**DOCUMENT PASSAGE:**
━━━━━━
= Donald A. Swan =

American anthropologist (1935–1981)

Donald A. Swan (28 March 1935 - June 1981) was an American anthropologist and advocate for eugenics and segregation.

==Early life==
Donald A. Swan was born on 28 March 1935.

He got a degree from Queens College. He studied economics in graduate school at Columbia University but was expelled for stealing books from the library. He wrote a letter in appreciation to Karl Donitz, the successor to Adolf Hitler.

==Career==
Swan was an assistant professor at the University of Southern Mississippi. He was a co-founder in 1959 of the International Association for the Advancement of Ethnology and Eugenics (IAAEE), serving as treasurer and corresponding secretary, and he was involved in the Northern League. He was involved in the IAAEE's attempts to overturn Brown v. Board of Education. In the 1950s he contributed articles to The Truth Seeker purporting genetic differences based on early 20th century IQ studies and Nazi anthropology. He made speeches using the pseudonym Thor Swenson. He was a defender of the German eugenicist Hans F. K. Günther.

In 1966, Swan was arrested on mail-fraud charges. During the raid on Swan's apartment in Queens, New York, the police found Nazi memorabilia, weapons and ammunition. A book by George Lincoln Rockwell of the American Nazi Party was also found, as well as a photograph depicting Swan with American Nazi Party members. He and a colleague were later convicted of 12 counts of mail fraud and conspiracy to commit mail fraud.

==Death and legacy==
Swan died in June 1981. After his death, Swan's papers were purchased and donated to Roger Pearson at the Institute for the Study of Man, under a Pioneer Fund grant of $59,000.
━━━━━━
**WORK REQUIRED:** Copy the Donald A. Swan biography word for word, from its title line through its final sentence.

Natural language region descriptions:
━━━━━━
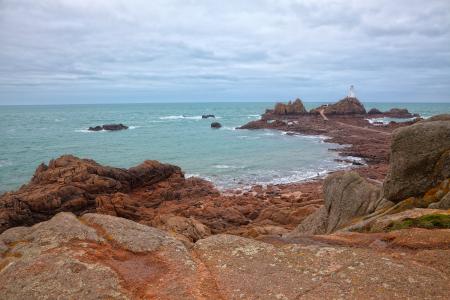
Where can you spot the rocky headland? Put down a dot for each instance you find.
(380, 231)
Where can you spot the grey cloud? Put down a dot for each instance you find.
(238, 48)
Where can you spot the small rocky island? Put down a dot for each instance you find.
(109, 127)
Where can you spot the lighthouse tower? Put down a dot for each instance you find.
(351, 92)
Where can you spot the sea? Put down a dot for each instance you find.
(173, 133)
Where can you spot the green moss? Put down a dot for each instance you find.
(428, 221)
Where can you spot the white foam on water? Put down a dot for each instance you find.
(88, 131)
(228, 128)
(181, 117)
(227, 167)
(387, 120)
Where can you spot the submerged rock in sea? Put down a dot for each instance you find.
(419, 159)
(109, 127)
(216, 125)
(374, 111)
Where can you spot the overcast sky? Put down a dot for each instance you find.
(91, 51)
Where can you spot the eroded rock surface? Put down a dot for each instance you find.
(347, 196)
(419, 159)
(346, 106)
(291, 108)
(97, 257)
(105, 257)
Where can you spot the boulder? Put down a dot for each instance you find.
(346, 106)
(374, 111)
(291, 108)
(419, 159)
(188, 229)
(97, 257)
(347, 196)
(444, 203)
(109, 127)
(72, 184)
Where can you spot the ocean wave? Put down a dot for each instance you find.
(387, 120)
(180, 117)
(227, 167)
(248, 137)
(228, 128)
(5, 163)
(88, 131)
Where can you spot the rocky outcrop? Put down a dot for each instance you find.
(347, 195)
(109, 127)
(392, 113)
(346, 106)
(443, 203)
(81, 185)
(105, 257)
(419, 159)
(401, 220)
(291, 108)
(158, 195)
(97, 257)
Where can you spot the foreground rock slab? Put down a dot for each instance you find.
(105, 257)
(97, 257)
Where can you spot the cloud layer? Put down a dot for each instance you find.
(173, 50)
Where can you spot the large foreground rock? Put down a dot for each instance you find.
(347, 196)
(97, 257)
(82, 185)
(419, 159)
(105, 257)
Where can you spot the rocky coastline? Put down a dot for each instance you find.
(379, 231)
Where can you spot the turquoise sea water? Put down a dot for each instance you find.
(172, 133)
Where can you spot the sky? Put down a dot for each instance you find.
(119, 51)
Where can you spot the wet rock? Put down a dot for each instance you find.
(291, 108)
(109, 127)
(346, 106)
(419, 159)
(444, 203)
(374, 111)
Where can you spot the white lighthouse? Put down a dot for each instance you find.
(351, 92)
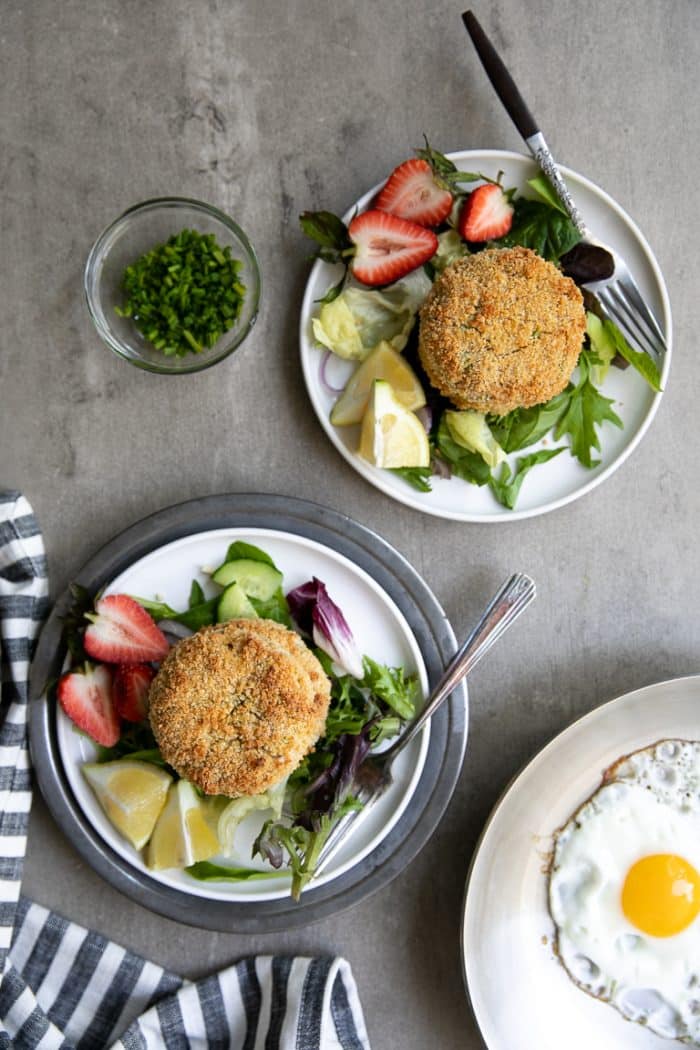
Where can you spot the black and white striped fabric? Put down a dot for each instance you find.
(66, 987)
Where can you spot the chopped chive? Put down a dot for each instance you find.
(184, 295)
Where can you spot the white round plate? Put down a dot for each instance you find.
(381, 632)
(563, 479)
(521, 994)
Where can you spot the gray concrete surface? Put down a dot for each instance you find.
(268, 108)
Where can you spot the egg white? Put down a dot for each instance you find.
(649, 803)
━━━━━━
**TASK RESULT:**
= Donald A. Swan =

American anthropologist (1935–1981)

Donald A. Swan (28 March 1935 - June 1981) was an American anthropologist and advocate for eugenics and segregation.

==Early life==
Donald A. Swan was born on 28 March 1935.

He got a degree from Queens College. He studied economics in graduate school at Columbia University but was expelled for stealing books from the library. He wrote a letter in appreciation to Karl Donitz, the successor to Adolf Hitler.

==Career==
Swan was an assistant professor at the University of Southern Mississippi. He was a co-founder in 1959 of the International Association for the Advancement of Ethnology and Eugenics (IAAEE), serving as treasurer and corresponding secretary, and he was involved in the Northern League. He was involved in the IAAEE's attempts to overturn Brown v. Board of Education. In the 1950s he contributed articles to The Truth Seeker purporting genetic differences based on early 20th century IQ studies and Nazi anthropology. He made speeches using the pseudonym Thor Swenson. He was a defender of the German eugenicist Hans F. K. Günther.

In 1966, Swan was arrested on mail-fraud charges. During the raid on Swan's apartment in Queens, New York, the police found Nazi memorabilia, weapons and ammunition. A book by George Lincoln Rockwell of the American Nazi Party was also found, as well as a photograph depicting Swan with American Nazi Party members. He and a colleague were later convicted of 12 counts of mail fraud and conspiracy to commit mail fraud.

==Death and legacy==
Swan died in June 1981. After his death, Swan's papers were purchased and donated to Roger Pearson at the Institute for the Study of Man, under a Pioneer Fund grant of $59,000.